Available records
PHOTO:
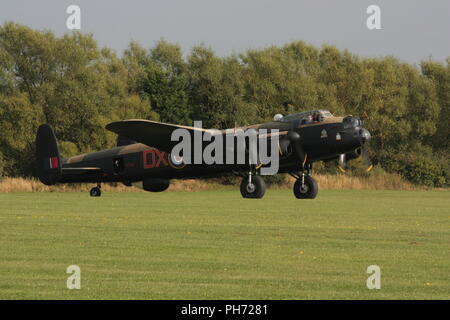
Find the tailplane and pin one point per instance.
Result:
(47, 155)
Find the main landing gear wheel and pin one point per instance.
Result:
(96, 192)
(253, 187)
(306, 188)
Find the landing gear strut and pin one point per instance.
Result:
(253, 186)
(96, 191)
(305, 187)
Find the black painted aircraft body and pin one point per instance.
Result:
(143, 156)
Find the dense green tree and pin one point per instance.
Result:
(77, 87)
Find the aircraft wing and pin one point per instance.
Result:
(152, 133)
(158, 134)
(81, 171)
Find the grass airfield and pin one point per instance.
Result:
(216, 245)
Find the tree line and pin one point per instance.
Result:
(78, 87)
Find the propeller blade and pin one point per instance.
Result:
(366, 159)
(342, 164)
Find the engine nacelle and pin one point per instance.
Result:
(153, 185)
(354, 154)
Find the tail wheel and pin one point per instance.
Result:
(95, 192)
(306, 189)
(254, 189)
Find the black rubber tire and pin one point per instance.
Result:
(95, 192)
(256, 191)
(309, 191)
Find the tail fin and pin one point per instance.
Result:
(47, 155)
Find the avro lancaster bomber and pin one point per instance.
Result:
(144, 154)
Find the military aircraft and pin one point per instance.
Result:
(143, 156)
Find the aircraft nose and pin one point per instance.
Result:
(364, 135)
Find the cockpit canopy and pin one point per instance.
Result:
(304, 117)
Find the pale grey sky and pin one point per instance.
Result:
(412, 30)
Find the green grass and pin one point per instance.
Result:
(215, 245)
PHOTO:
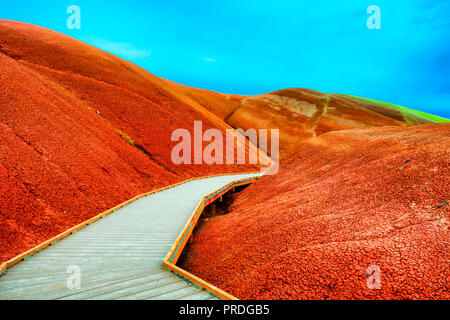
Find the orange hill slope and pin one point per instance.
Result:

Exercise objective
Copy each line from the data above that includes "black".

Answer to the exercise
Find the black painted aircraft body and pin one point per instance.
Find the black rubber tire and pin one point per instance.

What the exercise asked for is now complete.